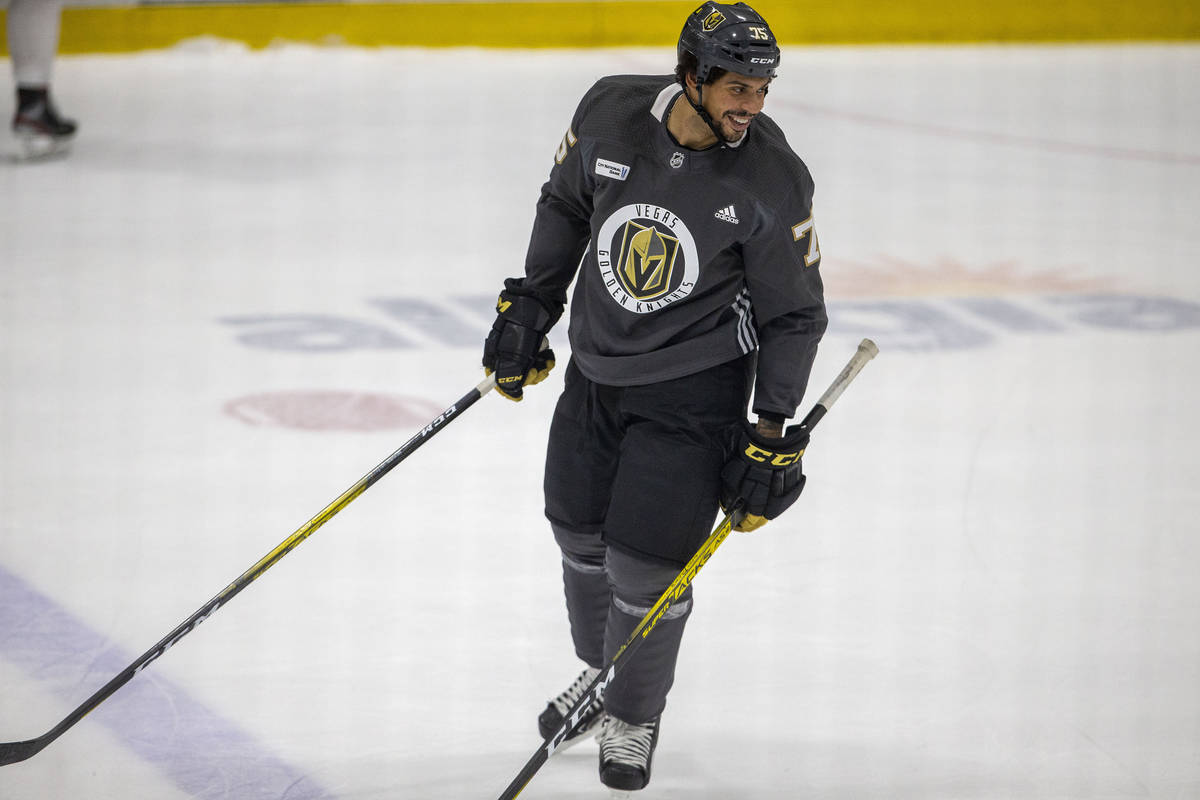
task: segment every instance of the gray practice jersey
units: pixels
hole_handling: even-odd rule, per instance
[[[616,76],[584,96],[542,187],[525,285],[565,297],[578,272],[571,349],[597,383],[757,349],[754,410],[792,417],[826,326],[812,178],[765,114],[737,145],[680,147],[665,123],[680,92],[671,76]]]

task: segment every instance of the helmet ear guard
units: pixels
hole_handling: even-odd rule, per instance
[[[696,59],[696,83],[714,67],[752,78],[773,78],[779,43],[767,21],[745,3],[707,2],[692,12],[679,34],[678,54]]]

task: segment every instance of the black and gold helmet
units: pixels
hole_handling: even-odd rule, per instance
[[[691,53],[696,81],[704,83],[713,67],[753,78],[773,78],[779,43],[757,11],[745,3],[705,3],[692,12],[679,34],[679,58]]]

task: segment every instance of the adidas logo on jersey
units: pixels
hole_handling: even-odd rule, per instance
[[[725,206],[713,216],[725,222],[732,222],[734,225],[738,224],[737,212],[733,210],[733,206]]]

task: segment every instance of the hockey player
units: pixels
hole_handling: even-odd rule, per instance
[[[542,187],[525,275],[505,281],[484,346],[498,389],[520,400],[554,366],[543,337],[578,277],[545,503],[587,668],[542,712],[543,737],[707,538],[719,503],[744,500],[738,529],[751,530],[804,486],[807,434],[783,427],[826,314],[813,182],[762,113],[779,47],[746,4],[707,2],[678,59],[673,78],[608,77],[584,96]],[[650,780],[691,591],[572,734],[599,732],[614,789]]]
[[[17,89],[12,130],[30,157],[65,151],[75,136],[75,122],[50,97],[61,13],[61,0],[11,0],[5,15]]]

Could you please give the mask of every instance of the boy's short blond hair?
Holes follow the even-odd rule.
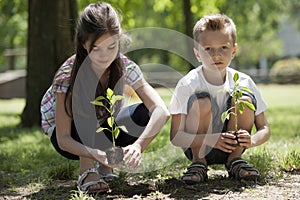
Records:
[[[232,19],[225,14],[209,14],[197,21],[193,29],[194,40],[198,43],[200,34],[206,30],[218,31],[224,28],[230,33],[234,45],[236,43],[235,24]]]

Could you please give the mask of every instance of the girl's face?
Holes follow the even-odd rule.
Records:
[[[219,31],[204,31],[200,34],[199,48],[194,53],[204,68],[224,71],[231,63],[237,50],[230,33],[225,29]]]
[[[87,40],[83,46],[89,52],[93,67],[105,70],[116,59],[119,51],[119,39],[117,35],[112,36],[106,33],[99,37],[92,47],[91,40]]]

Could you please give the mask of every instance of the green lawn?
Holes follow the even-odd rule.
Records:
[[[259,85],[259,88],[269,106],[266,116],[271,139],[247,150],[245,158],[267,180],[271,174],[273,178],[274,174],[280,177],[282,170],[300,170],[300,85]],[[168,104],[173,91],[157,91]],[[78,161],[59,156],[39,127],[18,126],[24,104],[23,99],[0,100],[0,188],[14,192],[21,186],[51,186],[51,181],[57,179],[76,180]],[[143,154],[138,172],[179,178],[185,170],[189,162],[179,148],[170,144],[169,128],[170,121]],[[212,167],[215,168],[218,167]]]

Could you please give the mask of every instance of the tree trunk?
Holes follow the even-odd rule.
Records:
[[[192,70],[194,67],[196,67],[198,64],[193,51],[193,14],[191,12],[191,1],[190,0],[184,0],[183,1],[183,15],[184,15],[184,25],[185,25],[185,35],[187,35],[190,39],[186,41],[187,46],[187,56],[188,60],[190,62],[190,70]]]
[[[71,10],[76,9],[76,11]],[[40,124],[40,102],[61,63],[73,53],[76,0],[28,0],[26,105],[21,124]]]

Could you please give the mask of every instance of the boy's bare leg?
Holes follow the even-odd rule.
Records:
[[[209,97],[200,98],[194,101],[186,118],[186,132],[193,134],[206,134],[211,130],[212,120],[211,102]],[[193,162],[201,162],[205,165],[206,146],[191,148],[193,153]]]

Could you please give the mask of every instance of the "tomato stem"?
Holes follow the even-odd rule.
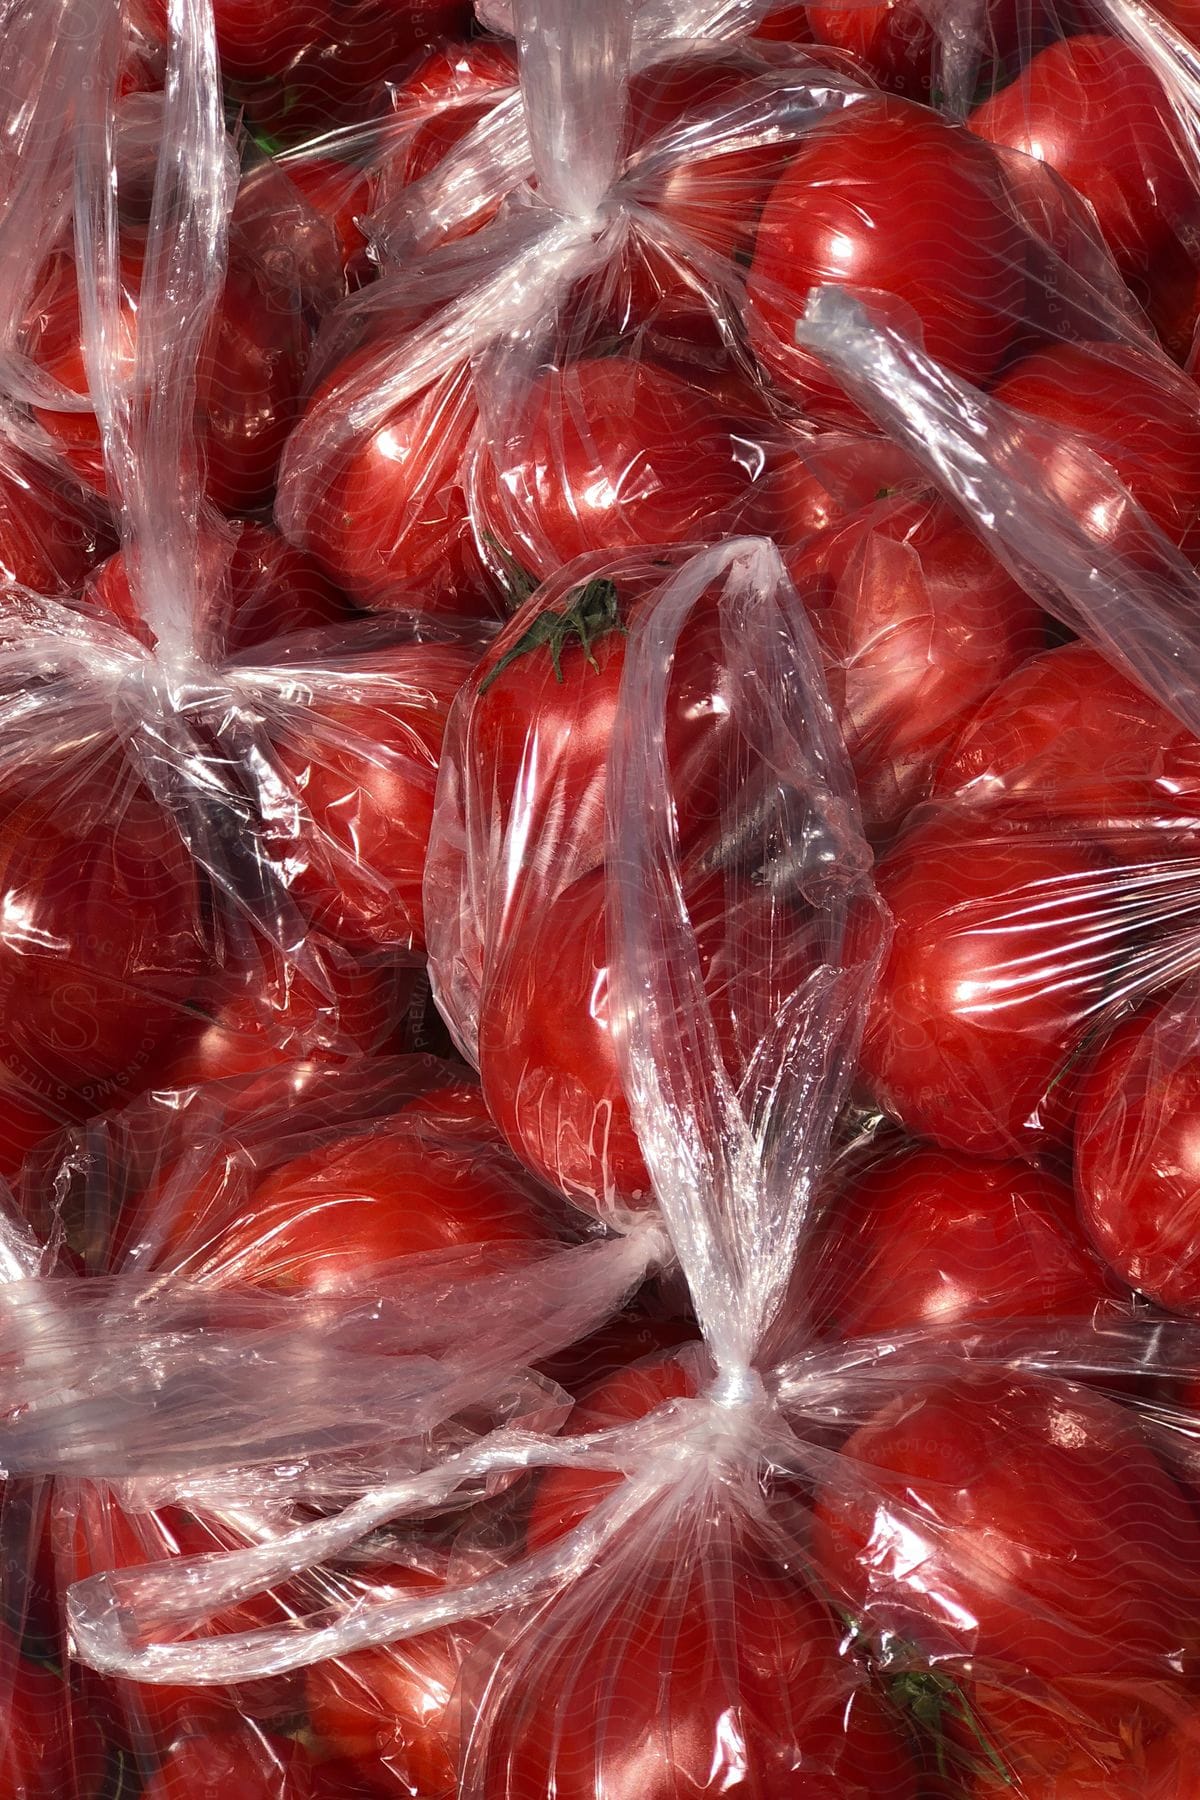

++++++++++

» **Problem statement**:
Please reprint the whole listing exactly and omit its pictures.

» **Task response**:
task: segment every instance of the gray practice jersey
units: pixels
hole_handling: even-odd rule, per instance
[[[616,76],[584,96],[542,187],[525,285],[565,297],[578,272],[571,349],[597,383],[757,349],[754,410],[792,417],[826,326],[812,178],[765,114],[737,145],[680,147],[665,123],[680,92],[671,76]]]

task: segment every instance of the helmet ear guard
units: pixels
hole_handling: even-odd rule, per instance
[[[696,59],[696,83],[714,67],[752,78],[773,78],[779,43],[767,21],[745,3],[707,2],[692,12],[679,34],[678,54]]]

task: segment every instance of the black and gold helmet
units: pixels
hole_handling: even-odd rule, per instance
[[[691,53],[696,81],[704,83],[713,67],[753,78],[773,78],[779,43],[757,11],[745,3],[705,3],[692,12],[679,34],[679,58]]]

task: segment every instance of the adidas logo on jersey
units: pixels
hole_handling: even-odd rule, per instance
[[[725,206],[713,216],[725,222],[732,222],[734,225],[738,224],[737,212],[733,210],[733,206]]]

task: segment every instance of the hockey player
units: pixels
hole_handling: even-odd rule, per instance
[[[542,187],[525,275],[505,281],[484,346],[498,389],[520,400],[554,366],[543,337],[578,277],[545,503],[587,668],[542,712],[543,737],[707,538],[719,503],[744,500],[738,529],[751,530],[804,486],[807,434],[783,427],[826,314],[813,182],[762,113],[779,47],[746,4],[707,2],[678,59],[673,78],[608,77],[584,96]],[[650,780],[691,591],[572,734],[599,732],[614,789]]]
[[[17,89],[12,130],[30,157],[65,151],[75,136],[75,122],[50,97],[61,13],[61,0],[11,0],[5,15]]]

Could you please give the mask of every instance of the boy's short blond hair?
Holes follow the even-odd rule.
Records:
[[[232,19],[225,14],[209,14],[197,21],[193,29],[194,40],[198,43],[200,34],[206,30],[218,31],[224,28],[230,33],[234,45],[236,43],[235,24]]]

Could you please give the mask of every instance of the girl's face?
Holes follow the even-odd rule.
Records:
[[[219,31],[204,31],[200,34],[199,48],[194,53],[204,68],[224,71],[231,63],[237,50],[230,33],[225,29]]]
[[[87,40],[83,46],[89,52],[93,67],[105,70],[116,59],[119,51],[119,39],[117,35],[112,36],[106,33],[99,37],[92,47],[91,40]]]

Could you please give the mask of every instance of the green lawn?
Holes follow the even-odd rule.
Records:
[[[259,85],[259,88],[269,106],[266,116],[271,139],[247,150],[245,158],[267,180],[271,174],[273,178],[274,174],[280,177],[282,170],[300,170],[300,85]],[[168,104],[173,91],[157,91]],[[78,161],[59,156],[39,127],[18,126],[24,104],[23,99],[0,100],[0,188],[14,192],[21,186],[51,186],[51,181],[57,179],[76,180]],[[143,154],[138,172],[179,178],[185,170],[189,162],[179,148],[170,144],[169,128],[170,121]],[[212,167],[215,168],[218,167]]]

Could you please give the mask of every instance of the tree trunk?
Holes follow the even-odd rule.
Records:
[[[192,70],[194,67],[196,67],[198,64],[193,51],[193,14],[191,12],[191,1],[190,0],[184,0],[183,1],[183,15],[184,15],[184,25],[185,25],[185,35],[187,35],[190,39],[186,41],[187,46],[187,56],[188,60],[190,62],[190,70]]]
[[[71,10],[76,9],[76,11]],[[40,124],[40,102],[61,63],[73,53],[76,0],[28,0],[26,105],[21,124]]]

Could you please give the mask of every instance of the boy's bare leg?
Holes follow the even-odd rule.
Records:
[[[209,97],[200,98],[194,101],[186,118],[186,132],[193,134],[206,134],[211,130],[212,120],[211,102]],[[193,162],[201,162],[205,165],[206,146],[191,148],[193,153]]]

Could you please give the mask of every instance of the "tomato stem"?
Holes follow the even-odd rule.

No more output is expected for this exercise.